**Tarefas**.
**A)** Segundo a notícia sobre o recurso do MPF, quem afastou Villela de suas funções em fevereiro?
**B)** Transcreva da notícia sobre o recurso do MPF o trecho que começa em "Ao interpor o" e termina em "de doença mental.".

Um erro repetido por três vezes pelo Ministério Público Federal impediu o Superior Tribunal de Justiça de julgar um recurso contra o trancamento da ação penal que tem como alvo o procurador da República Ângelo Goulart Villela, acusado de vazar informações da investigação batizada de operação “greenfield”.
Segundo o MPF, em 2017, o procurador, que atuava na operação, revelou informações sobre investigações envolvendo o grupo empresarial J&F. Ele é acusado de corrupção passiva, violação de sigilo funcional, obstrução de investigação criminal e lavagem de dinheiro.
Em fevereiro, o procurador-geral da República, Augusto Aras, afastou Villela de suas funções. E em junho, a Corte Especial do Tribunal Regional Federal da 1ª Região trancou a ação penal contra o procurador.
Ao interpor o recurso, o Ministério Público Federal sustentou que o não-recebimento da denúncia violou o artigo 41 do Código Penal, que trata da pena privativa de liberdade do condenado que tem reconhecida a existência de doença mental.
O correto seria apontar o artigo 41 do Código de Processo Penal, que prevê o rito para o oferecimento da denúncia: deve ter a exposição do fato criminoso, com todas suas circunstâncias, a qualificação do acusado, a classificação do crime e, quando necessário, o rol das testemunhas.
Para o MPF, a ação contra o procurador da República preencheu plenamente todos os requisitos. O problema foi confundir o CP com o CPP, fato que levou à inadmissão do recurso e o não conhecimento dos sucessivos agravos.
A falha levou à inadmissão do recurso especial no TRF-1. O MPF agravou sem corrigir o erro, o que fez a presidência do STJ negar provimento. E interpôs agravo regimental à 6ª Turma, que também negou provimento, em julgamento na terça-feira (4/10).

**Registros de dados**.
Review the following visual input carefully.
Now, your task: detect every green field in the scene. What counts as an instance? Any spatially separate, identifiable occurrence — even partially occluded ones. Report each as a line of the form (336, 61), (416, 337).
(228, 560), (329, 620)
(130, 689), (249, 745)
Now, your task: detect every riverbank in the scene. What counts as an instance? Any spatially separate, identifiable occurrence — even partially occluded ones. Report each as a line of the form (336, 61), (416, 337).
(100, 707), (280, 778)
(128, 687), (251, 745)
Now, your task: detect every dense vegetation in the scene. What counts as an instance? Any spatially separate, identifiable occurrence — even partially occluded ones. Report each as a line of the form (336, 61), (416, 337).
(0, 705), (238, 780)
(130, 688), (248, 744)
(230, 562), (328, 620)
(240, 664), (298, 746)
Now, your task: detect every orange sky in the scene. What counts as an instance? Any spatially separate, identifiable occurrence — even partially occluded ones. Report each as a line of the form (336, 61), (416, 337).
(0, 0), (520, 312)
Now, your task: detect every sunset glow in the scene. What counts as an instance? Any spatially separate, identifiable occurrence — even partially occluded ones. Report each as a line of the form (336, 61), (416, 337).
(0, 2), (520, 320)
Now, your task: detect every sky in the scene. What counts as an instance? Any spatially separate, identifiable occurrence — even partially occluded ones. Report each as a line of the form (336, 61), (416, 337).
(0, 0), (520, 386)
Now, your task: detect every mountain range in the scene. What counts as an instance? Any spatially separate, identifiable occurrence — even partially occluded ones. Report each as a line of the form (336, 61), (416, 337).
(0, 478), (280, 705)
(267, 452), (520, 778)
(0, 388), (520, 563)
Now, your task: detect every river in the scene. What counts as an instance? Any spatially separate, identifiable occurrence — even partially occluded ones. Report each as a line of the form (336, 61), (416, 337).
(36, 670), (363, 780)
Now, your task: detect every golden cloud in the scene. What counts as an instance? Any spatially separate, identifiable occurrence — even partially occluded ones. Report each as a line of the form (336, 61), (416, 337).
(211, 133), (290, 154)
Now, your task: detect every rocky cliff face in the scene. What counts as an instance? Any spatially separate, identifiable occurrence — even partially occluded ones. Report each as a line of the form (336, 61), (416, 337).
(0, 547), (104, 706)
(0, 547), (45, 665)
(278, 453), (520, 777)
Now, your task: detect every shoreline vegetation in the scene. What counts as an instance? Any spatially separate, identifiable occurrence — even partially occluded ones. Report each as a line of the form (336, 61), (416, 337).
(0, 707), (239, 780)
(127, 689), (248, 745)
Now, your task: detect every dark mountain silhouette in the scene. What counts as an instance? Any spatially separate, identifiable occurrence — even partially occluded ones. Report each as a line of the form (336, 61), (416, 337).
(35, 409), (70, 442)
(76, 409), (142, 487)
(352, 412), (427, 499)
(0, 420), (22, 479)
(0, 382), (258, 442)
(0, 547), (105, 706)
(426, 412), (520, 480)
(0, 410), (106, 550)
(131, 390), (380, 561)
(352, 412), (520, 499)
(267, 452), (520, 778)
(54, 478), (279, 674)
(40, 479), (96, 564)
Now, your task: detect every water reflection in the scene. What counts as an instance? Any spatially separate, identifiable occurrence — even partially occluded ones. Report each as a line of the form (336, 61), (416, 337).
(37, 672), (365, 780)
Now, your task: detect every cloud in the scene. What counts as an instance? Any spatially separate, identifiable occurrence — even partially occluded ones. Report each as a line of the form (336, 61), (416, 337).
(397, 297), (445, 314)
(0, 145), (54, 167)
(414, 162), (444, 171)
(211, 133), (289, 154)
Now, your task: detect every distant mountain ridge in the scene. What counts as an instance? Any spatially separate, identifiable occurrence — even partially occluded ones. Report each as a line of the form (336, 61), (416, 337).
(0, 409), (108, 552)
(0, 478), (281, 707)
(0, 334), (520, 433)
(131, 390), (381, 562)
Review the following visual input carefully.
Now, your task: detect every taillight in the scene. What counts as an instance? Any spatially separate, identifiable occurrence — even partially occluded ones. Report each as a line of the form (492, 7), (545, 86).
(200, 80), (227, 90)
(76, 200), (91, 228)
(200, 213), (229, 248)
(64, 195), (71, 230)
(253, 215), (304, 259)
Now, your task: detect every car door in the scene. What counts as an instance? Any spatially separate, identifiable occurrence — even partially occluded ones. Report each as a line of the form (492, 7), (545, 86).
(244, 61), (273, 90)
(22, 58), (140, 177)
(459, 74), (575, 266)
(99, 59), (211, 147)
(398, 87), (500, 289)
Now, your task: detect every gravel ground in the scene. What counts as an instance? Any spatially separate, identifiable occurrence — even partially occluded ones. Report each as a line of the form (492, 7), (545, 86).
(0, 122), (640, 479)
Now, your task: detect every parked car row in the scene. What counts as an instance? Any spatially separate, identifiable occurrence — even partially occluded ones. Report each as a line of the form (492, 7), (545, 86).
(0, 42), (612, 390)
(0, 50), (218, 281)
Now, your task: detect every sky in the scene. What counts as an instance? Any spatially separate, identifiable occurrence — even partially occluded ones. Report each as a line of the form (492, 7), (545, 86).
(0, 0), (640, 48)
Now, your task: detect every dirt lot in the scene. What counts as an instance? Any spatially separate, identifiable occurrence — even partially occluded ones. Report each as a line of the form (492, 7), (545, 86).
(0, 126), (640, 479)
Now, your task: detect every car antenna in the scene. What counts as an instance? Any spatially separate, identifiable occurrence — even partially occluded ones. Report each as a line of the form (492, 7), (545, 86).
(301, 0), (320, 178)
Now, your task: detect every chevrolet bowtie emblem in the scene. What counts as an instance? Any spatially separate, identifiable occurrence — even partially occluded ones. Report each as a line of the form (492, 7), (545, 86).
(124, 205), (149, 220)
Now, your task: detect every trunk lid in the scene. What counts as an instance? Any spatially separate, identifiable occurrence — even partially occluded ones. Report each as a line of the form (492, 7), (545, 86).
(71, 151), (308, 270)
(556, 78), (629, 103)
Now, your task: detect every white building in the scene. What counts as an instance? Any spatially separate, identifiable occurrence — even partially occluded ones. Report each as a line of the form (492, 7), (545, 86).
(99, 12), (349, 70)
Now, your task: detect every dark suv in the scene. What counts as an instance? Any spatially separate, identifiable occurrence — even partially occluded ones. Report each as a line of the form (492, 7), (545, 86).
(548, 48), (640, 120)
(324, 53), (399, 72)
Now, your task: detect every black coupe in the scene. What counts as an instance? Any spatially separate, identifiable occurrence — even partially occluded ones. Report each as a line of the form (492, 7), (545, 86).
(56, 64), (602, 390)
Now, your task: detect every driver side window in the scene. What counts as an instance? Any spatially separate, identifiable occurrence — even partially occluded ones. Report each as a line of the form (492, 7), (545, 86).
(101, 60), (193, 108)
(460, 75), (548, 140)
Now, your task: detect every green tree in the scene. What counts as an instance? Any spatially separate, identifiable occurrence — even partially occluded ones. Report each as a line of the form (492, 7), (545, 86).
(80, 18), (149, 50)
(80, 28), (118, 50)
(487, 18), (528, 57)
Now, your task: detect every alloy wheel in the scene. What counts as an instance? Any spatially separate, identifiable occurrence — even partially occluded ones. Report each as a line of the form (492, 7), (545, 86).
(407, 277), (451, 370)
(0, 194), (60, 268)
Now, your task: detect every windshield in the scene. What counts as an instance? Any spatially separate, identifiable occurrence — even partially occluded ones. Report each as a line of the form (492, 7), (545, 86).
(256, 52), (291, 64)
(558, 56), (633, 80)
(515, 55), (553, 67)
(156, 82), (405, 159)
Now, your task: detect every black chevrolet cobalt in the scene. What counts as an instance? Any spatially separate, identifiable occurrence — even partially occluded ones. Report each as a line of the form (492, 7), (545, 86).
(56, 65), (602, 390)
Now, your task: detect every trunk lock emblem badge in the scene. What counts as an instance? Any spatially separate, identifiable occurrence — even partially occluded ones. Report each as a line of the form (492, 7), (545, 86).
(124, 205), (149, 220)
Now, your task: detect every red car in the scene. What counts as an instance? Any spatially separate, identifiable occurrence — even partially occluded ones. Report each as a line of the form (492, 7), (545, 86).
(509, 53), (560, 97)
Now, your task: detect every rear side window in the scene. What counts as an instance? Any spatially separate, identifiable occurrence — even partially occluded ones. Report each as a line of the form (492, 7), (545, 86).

**Respostas**.
**A)** O procurador-geral da República, Augusto Aras.

**B)**
Ao interpor o recurso, o Ministério Público Federal sustentou que o não-recebimento da denúncia violou o artigo 41 do Código Penal, que trata da pena privativa de liberdade do condenado que tem reconhecida a existência de doença mental.